> _Work to do_: From the line with "Can you see the bald" to the line with "[[474, 240], [35, 301]]", both included, rewrite only those lines, requests and all, multiplying every coordinate in the answers by 1.55 and rounding each to the nearest whole number, with halves rounded up.

─── Listing ───

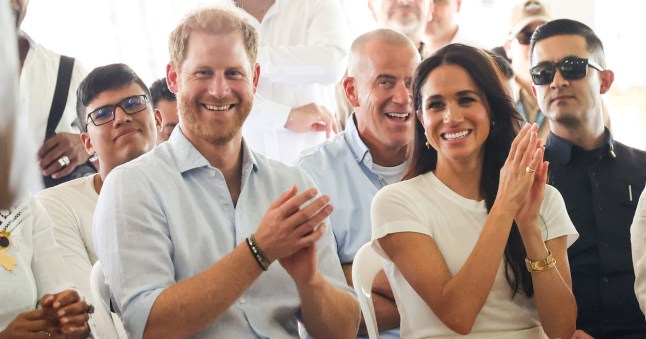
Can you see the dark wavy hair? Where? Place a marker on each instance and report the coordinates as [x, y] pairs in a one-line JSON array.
[[506, 123]]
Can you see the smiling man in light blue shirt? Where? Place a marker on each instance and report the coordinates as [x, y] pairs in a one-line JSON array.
[[204, 238], [371, 152]]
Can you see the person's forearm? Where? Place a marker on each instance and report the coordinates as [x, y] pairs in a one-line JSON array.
[[192, 304], [554, 299], [328, 312]]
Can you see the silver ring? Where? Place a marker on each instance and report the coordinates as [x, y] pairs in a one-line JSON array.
[[64, 161]]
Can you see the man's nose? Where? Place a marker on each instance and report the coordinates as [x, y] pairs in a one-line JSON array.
[[219, 87]]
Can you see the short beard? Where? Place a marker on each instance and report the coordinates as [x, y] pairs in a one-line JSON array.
[[189, 113]]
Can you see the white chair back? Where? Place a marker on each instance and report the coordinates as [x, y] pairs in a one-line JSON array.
[[365, 267], [101, 295]]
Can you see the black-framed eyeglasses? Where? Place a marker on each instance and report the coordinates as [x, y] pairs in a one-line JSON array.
[[130, 105], [524, 37], [571, 68]]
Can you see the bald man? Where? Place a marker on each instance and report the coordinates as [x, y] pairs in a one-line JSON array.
[[370, 153]]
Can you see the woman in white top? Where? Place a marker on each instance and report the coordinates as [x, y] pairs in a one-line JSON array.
[[474, 240], [35, 301]]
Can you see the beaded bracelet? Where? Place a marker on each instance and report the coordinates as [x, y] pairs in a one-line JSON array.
[[541, 265], [257, 253]]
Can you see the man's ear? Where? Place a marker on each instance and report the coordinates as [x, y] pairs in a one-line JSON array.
[[256, 77], [607, 77], [349, 85], [372, 9], [87, 143], [171, 77], [158, 120]]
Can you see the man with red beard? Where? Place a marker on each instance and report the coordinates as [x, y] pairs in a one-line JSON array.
[[187, 233], [370, 153]]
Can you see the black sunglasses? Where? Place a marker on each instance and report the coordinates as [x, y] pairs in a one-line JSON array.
[[106, 114], [571, 68]]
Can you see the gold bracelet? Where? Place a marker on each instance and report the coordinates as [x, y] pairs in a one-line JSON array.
[[541, 265], [257, 253]]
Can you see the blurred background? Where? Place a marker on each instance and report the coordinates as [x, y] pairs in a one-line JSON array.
[[135, 32]]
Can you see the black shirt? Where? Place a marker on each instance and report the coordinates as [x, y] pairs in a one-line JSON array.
[[601, 189]]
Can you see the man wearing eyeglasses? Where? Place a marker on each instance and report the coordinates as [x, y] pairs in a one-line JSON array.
[[47, 93], [599, 178], [119, 125], [525, 18]]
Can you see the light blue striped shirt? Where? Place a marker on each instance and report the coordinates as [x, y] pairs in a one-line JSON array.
[[168, 216]]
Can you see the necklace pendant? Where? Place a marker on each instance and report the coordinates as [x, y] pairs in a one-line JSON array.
[[7, 261]]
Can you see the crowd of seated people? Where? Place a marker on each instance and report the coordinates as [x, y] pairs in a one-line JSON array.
[[488, 224]]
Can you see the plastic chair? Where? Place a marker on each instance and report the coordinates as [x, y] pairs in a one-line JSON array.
[[101, 295], [365, 267]]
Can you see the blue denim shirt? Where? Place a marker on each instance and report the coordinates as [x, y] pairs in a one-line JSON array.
[[168, 216]]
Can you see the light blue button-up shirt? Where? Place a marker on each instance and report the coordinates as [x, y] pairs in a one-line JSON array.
[[342, 168], [168, 216]]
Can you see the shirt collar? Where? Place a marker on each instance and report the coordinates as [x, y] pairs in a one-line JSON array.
[[561, 149], [359, 150], [187, 157]]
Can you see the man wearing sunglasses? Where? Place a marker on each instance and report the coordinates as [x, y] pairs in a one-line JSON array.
[[525, 18], [119, 125], [600, 179]]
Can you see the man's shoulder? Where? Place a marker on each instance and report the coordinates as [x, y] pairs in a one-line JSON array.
[[633, 154]]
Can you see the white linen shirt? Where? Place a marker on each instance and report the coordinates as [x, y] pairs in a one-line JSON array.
[[168, 216], [71, 207], [302, 55], [38, 269]]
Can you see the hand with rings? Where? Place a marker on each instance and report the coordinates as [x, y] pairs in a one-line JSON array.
[[68, 313], [64, 161]]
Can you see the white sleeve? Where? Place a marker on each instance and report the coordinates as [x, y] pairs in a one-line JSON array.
[[638, 239], [393, 211], [47, 264], [73, 250], [321, 59], [70, 120], [18, 171], [555, 221]]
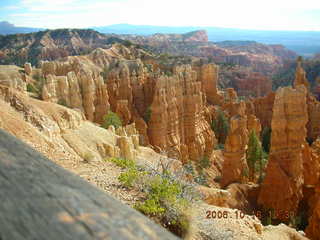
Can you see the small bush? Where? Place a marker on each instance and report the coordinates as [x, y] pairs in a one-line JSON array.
[[219, 146], [189, 168], [129, 177], [31, 88], [201, 179], [220, 127], [204, 163], [111, 119], [165, 202], [87, 158], [62, 102], [123, 163]]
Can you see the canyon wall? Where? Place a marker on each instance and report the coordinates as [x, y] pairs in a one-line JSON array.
[[169, 110], [282, 187]]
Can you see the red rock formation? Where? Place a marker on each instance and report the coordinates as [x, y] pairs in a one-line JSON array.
[[263, 109], [282, 187], [252, 84], [169, 112], [235, 165], [300, 77], [313, 229], [209, 77], [254, 124], [177, 121], [313, 125]]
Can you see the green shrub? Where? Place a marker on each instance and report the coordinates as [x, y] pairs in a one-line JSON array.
[[201, 179], [165, 201], [189, 168], [150, 207], [111, 119], [204, 162], [266, 136], [87, 157], [254, 155], [219, 146], [147, 115], [31, 88], [62, 102], [220, 126], [129, 177], [123, 163]]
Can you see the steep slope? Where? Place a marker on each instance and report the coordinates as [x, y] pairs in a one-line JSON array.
[[168, 108]]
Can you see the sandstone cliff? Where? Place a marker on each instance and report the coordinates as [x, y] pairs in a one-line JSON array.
[[282, 187], [169, 111], [235, 164]]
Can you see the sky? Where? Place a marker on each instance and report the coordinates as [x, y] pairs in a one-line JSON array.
[[243, 14]]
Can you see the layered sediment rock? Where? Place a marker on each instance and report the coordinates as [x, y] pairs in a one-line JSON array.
[[313, 125], [313, 229], [169, 111], [235, 165], [177, 120], [263, 108], [282, 187], [300, 76], [209, 78]]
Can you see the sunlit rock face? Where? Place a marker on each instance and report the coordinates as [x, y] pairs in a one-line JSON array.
[[282, 187]]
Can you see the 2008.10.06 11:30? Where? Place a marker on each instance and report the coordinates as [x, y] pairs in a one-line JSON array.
[[238, 214]]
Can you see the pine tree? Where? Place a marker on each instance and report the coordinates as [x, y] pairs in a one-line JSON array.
[[254, 155], [266, 136], [220, 126], [111, 119]]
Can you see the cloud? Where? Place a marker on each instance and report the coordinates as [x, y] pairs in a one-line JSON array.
[[251, 14]]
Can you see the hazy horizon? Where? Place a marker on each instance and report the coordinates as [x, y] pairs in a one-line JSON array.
[[248, 14]]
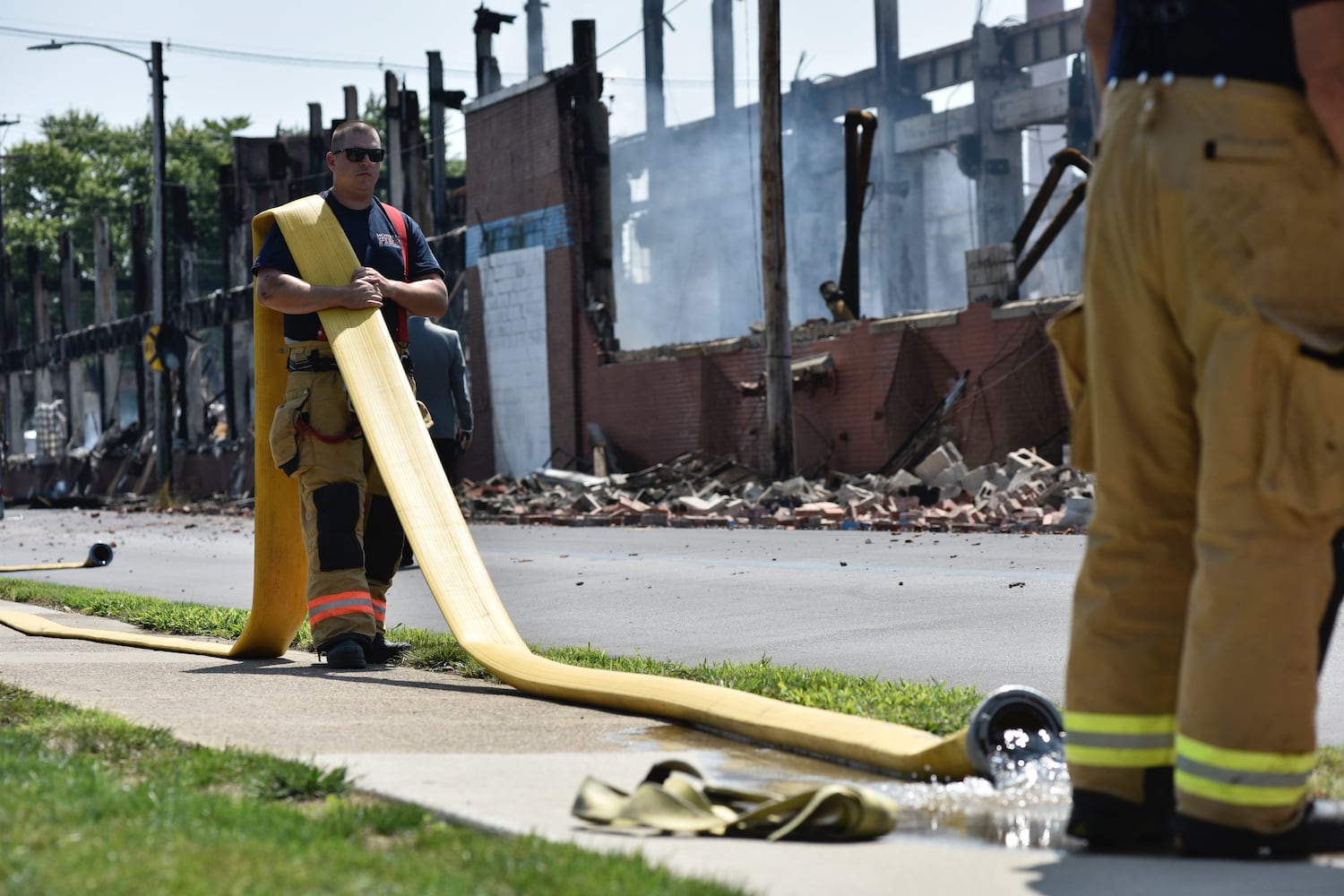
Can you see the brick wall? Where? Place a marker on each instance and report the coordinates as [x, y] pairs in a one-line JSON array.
[[524, 188]]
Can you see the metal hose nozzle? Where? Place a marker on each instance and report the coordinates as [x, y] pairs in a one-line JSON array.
[[1013, 723]]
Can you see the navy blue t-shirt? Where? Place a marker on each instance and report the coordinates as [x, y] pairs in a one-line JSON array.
[[374, 239], [1247, 39]]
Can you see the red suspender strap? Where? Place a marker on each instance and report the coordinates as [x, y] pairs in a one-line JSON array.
[[400, 226]]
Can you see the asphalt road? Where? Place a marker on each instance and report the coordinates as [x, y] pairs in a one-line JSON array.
[[980, 610]]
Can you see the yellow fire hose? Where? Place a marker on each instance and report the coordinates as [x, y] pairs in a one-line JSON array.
[[99, 555], [461, 584]]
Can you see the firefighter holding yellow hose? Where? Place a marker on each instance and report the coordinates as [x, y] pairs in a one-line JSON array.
[[351, 532], [1215, 560]]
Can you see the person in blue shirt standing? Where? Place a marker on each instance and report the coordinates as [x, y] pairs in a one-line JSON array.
[[351, 530], [1214, 570], [444, 386]]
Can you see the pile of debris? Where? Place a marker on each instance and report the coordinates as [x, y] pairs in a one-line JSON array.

───

> _Response_:
Can you see the bald man? Where? Place a marker on each instance and report the coordinates as [x, y] pairs in a one-line JSON array.
[[574, 237]]
Can you see the woman in white top? Where? Place a marker on each instance and report the coordinates as [x, y] pairs in a one-line JSON array.
[[735, 372], [54, 467]]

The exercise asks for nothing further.